= ARTICLE =

Municipal Securities
The Company had $2.79 billion and $2.55 billion, or 78.6% and 82.6% of its fixed
maturity securities portfolio, at fair value, in municipal securities at
December 31, 2020 and 2019, respectively, of which $377.0 million and $344.7
million, respectively, were insured by bond insurers. The underlying ratings for
insured municipal bonds have been factored into the average rating of the
securities by the rating agencies with no significant disparity between the
absolute bond ratings and the underlying credit ratings as of December 31, 2020
and 2019.

At December 31, 2020 and 2019, respectively, 59.9% and 65.5% of the insured
municipal securities, at fair value, most of which were investment grade, were
insured by bond insurers that provide credit enhancement in addition to the
ratings reflected by the financial strength of the underlying issuers. At
December 31, 2020 and 2019, the average rating of the Company's insured
municipal securities was A+, which corresponded to the average rating of the
investment grade bond insurers. The remaining 40.1% and 34.5% of insured
municipal securities at December 31, 2020 and 2019, respectively, were insured
by non-rated or below investment grade bond insurers that the Company believes
did not provide credit enhancement. The modified duration of the municipal
securities portfolio reflecting anticipated early calls was 3.4 years and 3.7
years at December 31, 2020 and 2019, respectively.

The Company considers the strength of the underlying credit as a buffer against
potential market value declines which may result from future rating downgrades
of the bond insurers. In addition, the Company has a long-term time horizon for
its municipal bond holdings, which generally allows it to recover the full
principal amounts upon maturity and avoid forced sales prior to maturity of
bonds that have declined in market value due to the bond insurers' rating
downgrades. Based on the uncertainty surrounding the financial condition of
these insurers, it is possible that there will be additional downgrades to below
investment grade ratings by the rating agencies in the future, and such
downgrades could impact the estimated fair value of those municipal bonds.
Mortgage-Backed Securities
At December 31, 2020 and 2019, respectively, the mortgage-backed securities
portfolio of $93.3 million and $63.0 million, or 2.6% and 2.0% of the Company's
fixed maturity securities portfolio, at fair value, was categorized as loans to
"prime" borrowers, except for $2.0 million and $2.4 million, at fair value, of
Alt-A mortgages. Alt-A mortgage backed securities are at fixed or variable rates
and include certain securities that are collateralized by residential mortgage
loans issued to borrowers with credit profiles stronger than those of sub-prime
borrowers, but do not qualify for prime financing terms due to high
loan-to-value ratios or limited supporting documentation. The Company had
holdings of $17.6 million and $18.9 million, at fair value, in commercial
mortgage-backed securities at December 31, 2020 and 2019, respectively.

= DIRECTIVES =
(1) Rewrite the securities disclosure starting with "The Company considers" and going on through "those municipal bonds.", putting "monoline insurers" in place of "bond insurers".
(2) Count the lines of the records that contain the string "shop", and give only that number.
These records are unrelated to the securities disclosure.

Segmentation dataset records

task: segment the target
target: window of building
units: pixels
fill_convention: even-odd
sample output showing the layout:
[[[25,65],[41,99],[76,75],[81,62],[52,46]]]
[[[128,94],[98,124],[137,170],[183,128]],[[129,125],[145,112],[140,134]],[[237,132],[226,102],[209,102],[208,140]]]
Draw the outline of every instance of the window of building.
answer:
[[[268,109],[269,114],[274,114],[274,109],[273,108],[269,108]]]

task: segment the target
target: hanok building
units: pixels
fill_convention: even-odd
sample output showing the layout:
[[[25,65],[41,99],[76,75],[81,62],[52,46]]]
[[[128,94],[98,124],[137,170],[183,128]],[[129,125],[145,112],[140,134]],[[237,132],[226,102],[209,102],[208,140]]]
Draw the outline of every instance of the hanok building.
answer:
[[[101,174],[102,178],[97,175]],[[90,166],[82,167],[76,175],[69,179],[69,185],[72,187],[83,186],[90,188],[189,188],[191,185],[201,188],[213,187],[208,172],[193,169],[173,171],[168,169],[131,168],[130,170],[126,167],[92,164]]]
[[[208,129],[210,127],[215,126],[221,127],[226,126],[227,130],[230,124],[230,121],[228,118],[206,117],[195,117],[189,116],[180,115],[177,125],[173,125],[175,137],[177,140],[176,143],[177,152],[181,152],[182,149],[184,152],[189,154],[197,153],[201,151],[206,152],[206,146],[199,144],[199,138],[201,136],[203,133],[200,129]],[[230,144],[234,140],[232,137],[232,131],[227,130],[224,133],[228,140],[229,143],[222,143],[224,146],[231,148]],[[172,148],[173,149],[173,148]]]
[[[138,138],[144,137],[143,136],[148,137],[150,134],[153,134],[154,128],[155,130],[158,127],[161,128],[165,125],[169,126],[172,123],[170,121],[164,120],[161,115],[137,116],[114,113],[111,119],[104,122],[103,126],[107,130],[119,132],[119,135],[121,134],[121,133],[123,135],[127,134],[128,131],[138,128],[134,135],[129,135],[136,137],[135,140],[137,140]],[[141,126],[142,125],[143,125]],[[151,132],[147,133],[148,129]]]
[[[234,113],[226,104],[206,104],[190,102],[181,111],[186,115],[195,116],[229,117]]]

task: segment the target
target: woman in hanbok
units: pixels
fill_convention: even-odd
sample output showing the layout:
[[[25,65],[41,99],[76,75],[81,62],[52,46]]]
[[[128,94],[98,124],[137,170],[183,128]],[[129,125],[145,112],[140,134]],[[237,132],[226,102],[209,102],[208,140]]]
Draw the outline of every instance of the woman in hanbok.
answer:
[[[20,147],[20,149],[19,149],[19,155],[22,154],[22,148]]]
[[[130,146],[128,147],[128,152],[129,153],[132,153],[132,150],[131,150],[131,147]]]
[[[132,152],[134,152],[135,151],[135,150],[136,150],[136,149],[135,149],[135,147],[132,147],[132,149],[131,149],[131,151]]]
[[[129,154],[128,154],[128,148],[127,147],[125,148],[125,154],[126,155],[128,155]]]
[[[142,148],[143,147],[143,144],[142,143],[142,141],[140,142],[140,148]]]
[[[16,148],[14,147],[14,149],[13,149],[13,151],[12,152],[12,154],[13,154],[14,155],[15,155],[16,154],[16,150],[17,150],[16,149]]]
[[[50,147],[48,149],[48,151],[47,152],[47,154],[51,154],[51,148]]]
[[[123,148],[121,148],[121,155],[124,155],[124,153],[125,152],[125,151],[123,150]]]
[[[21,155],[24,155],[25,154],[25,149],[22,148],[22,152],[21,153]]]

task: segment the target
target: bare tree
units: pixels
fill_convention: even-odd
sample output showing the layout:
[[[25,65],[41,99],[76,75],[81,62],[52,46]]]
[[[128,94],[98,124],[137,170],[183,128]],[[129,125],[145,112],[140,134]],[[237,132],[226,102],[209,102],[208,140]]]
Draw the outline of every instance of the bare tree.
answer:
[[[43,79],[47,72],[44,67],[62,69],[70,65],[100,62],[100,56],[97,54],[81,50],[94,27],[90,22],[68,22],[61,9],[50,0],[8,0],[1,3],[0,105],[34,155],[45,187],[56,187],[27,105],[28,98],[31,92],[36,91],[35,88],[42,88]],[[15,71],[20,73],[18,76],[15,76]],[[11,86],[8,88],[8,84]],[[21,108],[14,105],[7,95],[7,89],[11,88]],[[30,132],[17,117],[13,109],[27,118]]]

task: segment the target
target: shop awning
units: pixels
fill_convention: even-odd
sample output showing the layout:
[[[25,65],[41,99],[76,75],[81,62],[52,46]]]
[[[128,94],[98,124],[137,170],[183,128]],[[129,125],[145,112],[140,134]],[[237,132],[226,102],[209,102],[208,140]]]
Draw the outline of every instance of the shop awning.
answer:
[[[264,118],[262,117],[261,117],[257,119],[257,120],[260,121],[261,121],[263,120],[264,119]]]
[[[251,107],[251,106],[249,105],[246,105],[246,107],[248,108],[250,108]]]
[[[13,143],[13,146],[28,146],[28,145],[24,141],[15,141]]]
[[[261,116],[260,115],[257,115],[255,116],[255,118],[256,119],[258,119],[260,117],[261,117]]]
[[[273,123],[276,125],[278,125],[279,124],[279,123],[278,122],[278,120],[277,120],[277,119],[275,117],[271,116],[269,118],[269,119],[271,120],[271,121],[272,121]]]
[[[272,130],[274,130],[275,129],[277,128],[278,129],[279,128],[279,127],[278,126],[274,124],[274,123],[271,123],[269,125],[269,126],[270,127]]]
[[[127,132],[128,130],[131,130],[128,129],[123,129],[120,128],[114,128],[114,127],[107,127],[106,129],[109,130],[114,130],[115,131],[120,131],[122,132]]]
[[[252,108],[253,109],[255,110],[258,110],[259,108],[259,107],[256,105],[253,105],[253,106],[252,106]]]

= SOLUTIONS TO THE EXERCISE =
(1)
The Company considers the strength of the underlying credit as a buffer against
potential market value declines which may result from future rating downgrades
of the monoline insurers. In addition, the Company has a long-term time horizon for
its municipal bond holdings, which generally allows it to recover the full
principal amounts upon maturity and avoid forced sales prior to maturity of
bonds that have declined in market value due to the monoline insurers' rating
downgrades. Based on the uncertainty surrounding the financial condition of
these insurers, it is possible that there will be additional downgrades to below
investment grade ratings by the rating agencies in the future, and such
downgrades could impact the estimated fair value of those municipal bonds.

(2) 2